> [EXERCISE SET]:
[a] Before the items, duplicate the passage of the Southeast Minnesota population text starting at "Southeast Minnesota's population" and ending at "fill current vacancies.".
[b] Go on with the text on Southeast Minnesota's population from the point where it stops.
** BEGIN SOURCE DOCUMENT **
8/23/2017 9:47:04 AM


The Southeast Minnesota region saw some notable changes over the past year that show up in the newly updated Regional Profile, posted on DEED's Regional Labor Market page. From 2015 to 2016, Southeast Minnesota welcomed just over 2,500 new residents, a 0.5 percent rise. Olmsted County saw the largest gain in population with over 1,600 new residents, an increase of 1.1 percent. While only Freeborn County lost population in the past year, four of the 11 counties in the region lost population from 2000 to 2016 – Fillmore, Freeborn, Houston, and Wabasha.

Table of Population Change 2015-2016

Southeast Minnesota's population was aging, with significant shifts as the baby boom generation moves through the population pyramid. While the number of people in the youngest age groups remained about the same in 2016 compared to 2000, the region saw huge increases in the number of people aged 55 years and older against big declines in the 35- to 54-year-old age group. The region had nearly 30,000 more people in the 55- to 64-year age group and about 15,000 additional people in the 65- to 74-year old age group (Figure 1). If the trend of rapidly increasing older populations combined with stable or declining younger and working-aged populations continues, it will have strong implications for employers who are already struggling to find workers to fill current vacancies.
** END SOURCE DOCUMENT **
** BEGIN GIVEN INFORMATION **
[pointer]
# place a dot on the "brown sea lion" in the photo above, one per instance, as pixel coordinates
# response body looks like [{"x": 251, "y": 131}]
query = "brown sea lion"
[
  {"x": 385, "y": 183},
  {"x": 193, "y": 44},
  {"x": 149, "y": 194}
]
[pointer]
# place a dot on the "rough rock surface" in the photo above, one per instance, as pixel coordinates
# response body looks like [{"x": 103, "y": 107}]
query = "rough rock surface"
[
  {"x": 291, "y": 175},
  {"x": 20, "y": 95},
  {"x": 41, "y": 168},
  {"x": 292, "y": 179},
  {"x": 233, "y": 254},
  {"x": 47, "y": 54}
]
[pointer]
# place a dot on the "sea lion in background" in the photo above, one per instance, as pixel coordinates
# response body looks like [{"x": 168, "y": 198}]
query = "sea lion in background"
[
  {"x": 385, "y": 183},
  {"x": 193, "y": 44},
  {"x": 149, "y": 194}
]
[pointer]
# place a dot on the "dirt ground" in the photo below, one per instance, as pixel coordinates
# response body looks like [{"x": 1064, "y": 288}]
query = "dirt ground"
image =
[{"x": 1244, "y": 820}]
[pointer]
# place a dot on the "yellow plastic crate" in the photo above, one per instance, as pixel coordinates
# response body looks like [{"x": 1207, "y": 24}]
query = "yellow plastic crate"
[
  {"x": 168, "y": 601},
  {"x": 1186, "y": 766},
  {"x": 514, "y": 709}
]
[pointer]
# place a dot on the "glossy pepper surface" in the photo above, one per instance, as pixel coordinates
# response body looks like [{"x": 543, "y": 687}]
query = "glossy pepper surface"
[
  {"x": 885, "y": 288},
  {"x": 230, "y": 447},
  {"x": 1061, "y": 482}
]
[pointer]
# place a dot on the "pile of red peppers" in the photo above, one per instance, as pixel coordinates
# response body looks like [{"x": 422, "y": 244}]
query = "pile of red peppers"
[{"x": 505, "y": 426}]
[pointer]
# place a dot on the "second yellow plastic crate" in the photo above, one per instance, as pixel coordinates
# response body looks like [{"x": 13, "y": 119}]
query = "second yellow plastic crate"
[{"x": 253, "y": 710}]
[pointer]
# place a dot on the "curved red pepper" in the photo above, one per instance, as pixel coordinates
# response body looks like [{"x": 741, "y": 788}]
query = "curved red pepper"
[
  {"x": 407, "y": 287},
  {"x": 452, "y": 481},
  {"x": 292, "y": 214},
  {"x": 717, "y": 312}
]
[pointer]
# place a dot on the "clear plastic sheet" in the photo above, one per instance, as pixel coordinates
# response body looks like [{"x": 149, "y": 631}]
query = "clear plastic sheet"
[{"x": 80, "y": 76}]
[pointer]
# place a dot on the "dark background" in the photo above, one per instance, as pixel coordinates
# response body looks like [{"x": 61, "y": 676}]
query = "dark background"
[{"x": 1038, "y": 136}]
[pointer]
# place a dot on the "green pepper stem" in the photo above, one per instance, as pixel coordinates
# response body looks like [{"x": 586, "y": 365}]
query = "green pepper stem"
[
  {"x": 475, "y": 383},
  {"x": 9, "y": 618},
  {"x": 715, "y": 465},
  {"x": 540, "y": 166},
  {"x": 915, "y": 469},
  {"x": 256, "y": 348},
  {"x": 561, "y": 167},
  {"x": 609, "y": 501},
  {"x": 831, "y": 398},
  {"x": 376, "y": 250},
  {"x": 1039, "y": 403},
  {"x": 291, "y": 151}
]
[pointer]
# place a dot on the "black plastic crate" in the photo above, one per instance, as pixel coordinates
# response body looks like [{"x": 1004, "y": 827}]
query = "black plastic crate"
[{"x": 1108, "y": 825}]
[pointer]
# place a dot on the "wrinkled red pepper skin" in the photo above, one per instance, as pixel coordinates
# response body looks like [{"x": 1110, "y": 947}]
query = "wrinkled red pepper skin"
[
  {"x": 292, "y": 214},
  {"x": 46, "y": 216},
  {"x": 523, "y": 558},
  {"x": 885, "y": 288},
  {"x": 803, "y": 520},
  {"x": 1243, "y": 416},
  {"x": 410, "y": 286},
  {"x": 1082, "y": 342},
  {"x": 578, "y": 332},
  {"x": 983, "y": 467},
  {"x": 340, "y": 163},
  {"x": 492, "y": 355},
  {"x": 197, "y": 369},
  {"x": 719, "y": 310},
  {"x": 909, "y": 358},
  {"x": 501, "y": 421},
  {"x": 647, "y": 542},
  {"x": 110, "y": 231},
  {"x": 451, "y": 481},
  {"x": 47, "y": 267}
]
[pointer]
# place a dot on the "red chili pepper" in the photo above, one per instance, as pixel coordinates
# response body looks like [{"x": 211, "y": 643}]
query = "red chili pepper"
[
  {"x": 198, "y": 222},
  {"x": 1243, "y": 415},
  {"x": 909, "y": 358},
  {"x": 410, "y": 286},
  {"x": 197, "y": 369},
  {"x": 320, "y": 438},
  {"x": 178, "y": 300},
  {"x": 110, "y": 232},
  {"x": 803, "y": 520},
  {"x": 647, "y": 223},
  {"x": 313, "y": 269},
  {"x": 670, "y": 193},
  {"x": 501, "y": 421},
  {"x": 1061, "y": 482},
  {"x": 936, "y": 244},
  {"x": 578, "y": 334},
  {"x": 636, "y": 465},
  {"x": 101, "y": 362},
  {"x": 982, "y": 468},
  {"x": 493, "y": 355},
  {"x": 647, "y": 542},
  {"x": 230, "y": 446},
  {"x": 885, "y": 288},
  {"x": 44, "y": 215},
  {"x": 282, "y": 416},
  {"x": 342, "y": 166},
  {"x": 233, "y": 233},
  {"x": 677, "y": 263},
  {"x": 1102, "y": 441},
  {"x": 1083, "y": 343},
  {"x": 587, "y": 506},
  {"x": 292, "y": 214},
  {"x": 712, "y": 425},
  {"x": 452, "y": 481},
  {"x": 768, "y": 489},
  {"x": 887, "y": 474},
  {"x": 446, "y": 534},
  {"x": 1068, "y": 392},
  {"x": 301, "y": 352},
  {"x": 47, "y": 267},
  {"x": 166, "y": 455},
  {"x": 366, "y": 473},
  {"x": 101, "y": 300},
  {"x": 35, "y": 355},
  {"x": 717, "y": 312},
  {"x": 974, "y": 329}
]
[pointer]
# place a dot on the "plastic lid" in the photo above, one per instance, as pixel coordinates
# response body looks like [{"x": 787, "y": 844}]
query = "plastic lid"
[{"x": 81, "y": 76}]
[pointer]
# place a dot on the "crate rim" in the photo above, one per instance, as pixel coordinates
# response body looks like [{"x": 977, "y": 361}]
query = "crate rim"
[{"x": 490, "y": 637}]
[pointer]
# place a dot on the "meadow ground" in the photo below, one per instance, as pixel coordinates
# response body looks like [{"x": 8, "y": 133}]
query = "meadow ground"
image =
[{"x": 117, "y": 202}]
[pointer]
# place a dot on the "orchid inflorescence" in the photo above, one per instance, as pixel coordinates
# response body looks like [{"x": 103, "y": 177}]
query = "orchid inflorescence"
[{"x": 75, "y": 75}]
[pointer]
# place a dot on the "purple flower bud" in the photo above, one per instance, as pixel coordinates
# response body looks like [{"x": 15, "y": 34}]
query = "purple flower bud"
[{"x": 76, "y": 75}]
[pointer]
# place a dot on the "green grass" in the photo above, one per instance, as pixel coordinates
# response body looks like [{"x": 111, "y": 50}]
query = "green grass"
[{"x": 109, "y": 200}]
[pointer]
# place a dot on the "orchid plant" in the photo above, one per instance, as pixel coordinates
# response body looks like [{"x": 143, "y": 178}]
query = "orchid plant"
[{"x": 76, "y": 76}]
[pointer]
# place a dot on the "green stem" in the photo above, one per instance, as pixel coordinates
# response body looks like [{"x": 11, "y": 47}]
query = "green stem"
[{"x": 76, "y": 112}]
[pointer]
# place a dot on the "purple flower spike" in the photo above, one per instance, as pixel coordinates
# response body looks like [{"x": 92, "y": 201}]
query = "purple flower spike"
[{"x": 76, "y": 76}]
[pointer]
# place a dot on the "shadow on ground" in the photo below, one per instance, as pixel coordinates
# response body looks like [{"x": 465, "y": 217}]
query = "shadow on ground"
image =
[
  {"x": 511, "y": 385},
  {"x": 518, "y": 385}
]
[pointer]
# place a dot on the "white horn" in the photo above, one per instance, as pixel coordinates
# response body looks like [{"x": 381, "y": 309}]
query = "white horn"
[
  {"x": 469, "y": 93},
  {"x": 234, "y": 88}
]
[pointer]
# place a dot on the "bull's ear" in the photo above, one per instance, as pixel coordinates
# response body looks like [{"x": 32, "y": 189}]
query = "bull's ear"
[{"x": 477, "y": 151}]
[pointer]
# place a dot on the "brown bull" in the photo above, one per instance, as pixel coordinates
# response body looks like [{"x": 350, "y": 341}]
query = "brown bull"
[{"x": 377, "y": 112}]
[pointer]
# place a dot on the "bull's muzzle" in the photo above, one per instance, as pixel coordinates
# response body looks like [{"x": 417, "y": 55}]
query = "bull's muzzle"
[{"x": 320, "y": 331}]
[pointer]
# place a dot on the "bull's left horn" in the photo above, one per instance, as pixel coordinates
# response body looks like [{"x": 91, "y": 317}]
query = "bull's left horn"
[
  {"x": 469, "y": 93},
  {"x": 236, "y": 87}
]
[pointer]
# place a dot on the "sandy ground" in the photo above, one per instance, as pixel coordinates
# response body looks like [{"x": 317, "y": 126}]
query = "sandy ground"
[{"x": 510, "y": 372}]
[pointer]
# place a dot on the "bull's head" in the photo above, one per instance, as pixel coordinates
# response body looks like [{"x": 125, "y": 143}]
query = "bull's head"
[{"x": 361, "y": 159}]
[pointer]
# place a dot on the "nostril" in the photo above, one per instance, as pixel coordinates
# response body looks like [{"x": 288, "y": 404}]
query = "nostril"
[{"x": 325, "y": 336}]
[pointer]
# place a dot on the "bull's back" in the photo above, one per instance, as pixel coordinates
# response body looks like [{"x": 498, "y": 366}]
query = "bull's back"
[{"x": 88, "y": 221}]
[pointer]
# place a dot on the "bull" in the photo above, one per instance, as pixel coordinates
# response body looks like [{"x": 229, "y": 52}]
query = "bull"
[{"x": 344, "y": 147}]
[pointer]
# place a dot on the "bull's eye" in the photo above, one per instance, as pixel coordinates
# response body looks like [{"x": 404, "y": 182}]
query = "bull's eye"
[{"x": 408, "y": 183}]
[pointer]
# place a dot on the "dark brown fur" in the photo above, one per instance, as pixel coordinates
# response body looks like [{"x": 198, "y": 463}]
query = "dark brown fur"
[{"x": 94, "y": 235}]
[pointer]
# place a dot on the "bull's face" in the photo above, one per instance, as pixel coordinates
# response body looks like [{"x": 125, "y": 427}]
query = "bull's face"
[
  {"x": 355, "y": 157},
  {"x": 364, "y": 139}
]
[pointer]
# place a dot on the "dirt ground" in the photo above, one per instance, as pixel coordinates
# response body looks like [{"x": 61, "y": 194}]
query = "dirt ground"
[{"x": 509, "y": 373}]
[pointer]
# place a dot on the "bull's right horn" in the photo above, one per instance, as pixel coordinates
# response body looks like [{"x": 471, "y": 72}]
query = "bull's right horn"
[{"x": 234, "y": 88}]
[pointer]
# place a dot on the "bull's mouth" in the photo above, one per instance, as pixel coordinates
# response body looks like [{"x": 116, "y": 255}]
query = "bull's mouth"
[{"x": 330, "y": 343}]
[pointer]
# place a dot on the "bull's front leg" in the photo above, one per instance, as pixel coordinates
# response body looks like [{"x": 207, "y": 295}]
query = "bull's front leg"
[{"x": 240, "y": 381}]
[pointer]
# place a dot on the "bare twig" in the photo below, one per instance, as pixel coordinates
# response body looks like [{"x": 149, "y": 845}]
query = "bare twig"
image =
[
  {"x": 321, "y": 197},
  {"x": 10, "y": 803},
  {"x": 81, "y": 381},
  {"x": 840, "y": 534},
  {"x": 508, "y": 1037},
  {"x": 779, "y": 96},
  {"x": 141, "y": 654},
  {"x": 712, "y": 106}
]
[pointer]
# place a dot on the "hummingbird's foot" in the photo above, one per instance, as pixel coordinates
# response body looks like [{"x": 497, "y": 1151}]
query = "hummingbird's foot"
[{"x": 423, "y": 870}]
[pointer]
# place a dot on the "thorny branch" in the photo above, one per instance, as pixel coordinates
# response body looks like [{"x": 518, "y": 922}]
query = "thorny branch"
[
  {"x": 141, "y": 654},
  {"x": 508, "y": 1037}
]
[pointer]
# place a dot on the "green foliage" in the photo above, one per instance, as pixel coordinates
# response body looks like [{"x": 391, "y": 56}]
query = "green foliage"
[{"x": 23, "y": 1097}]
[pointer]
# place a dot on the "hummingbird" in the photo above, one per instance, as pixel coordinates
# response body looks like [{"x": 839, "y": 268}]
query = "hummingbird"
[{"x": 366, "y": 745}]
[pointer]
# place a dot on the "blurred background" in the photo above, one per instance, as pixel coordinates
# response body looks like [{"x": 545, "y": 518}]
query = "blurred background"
** END GIVEN INFORMATION **
> [IN RESPONSE]:
[a]
Southeast Minnesota's population was aging, with significant shifts as the baby boom generation moves through the population pyramid. While the number of people in the youngest age groups remained about the same in 2016 compared to 2000, the region saw huge increases in the number of people aged 55 years and older against big declines in the 35- to 54-year-old age group. The region had nearly 30,000 more people in the 55- to 64-year age group and about 15,000 additional people in the 65- to 74-year old age group (Figure 1). If the trend of rapidly increasing older populations combined with stable or declining younger and working-aged populations continues, it will have strong implications for employers who are already struggling to find workers to fill current vacancies.

[b]
Bar graph of Southeast Minnesota Population Change by Age Group 2000-2016

Labor Force

Much like population, the region's labor force also saw an increase in the last year, jumping by just over 2,425 additional workers, including 2,140 more employed individuals. And while the average annual unemployment rate remained at 3.4 percent for both years, the number of unemployed residents also saw an increase of almost 300 (Table 2).

Table of Labor Force and Employment 2015-2016

Southeast Minnesota has relatively high labor force participation rates and relatively low unemployment rates (Table 3). The region's overall labor force participation rate dropped in the past year, mostly due to the aging of the workforce, but is just under the state rate of 70 percent. However, the region's participation rates were higher than the state's in all but one age group, especially for workers aged 45 years and over.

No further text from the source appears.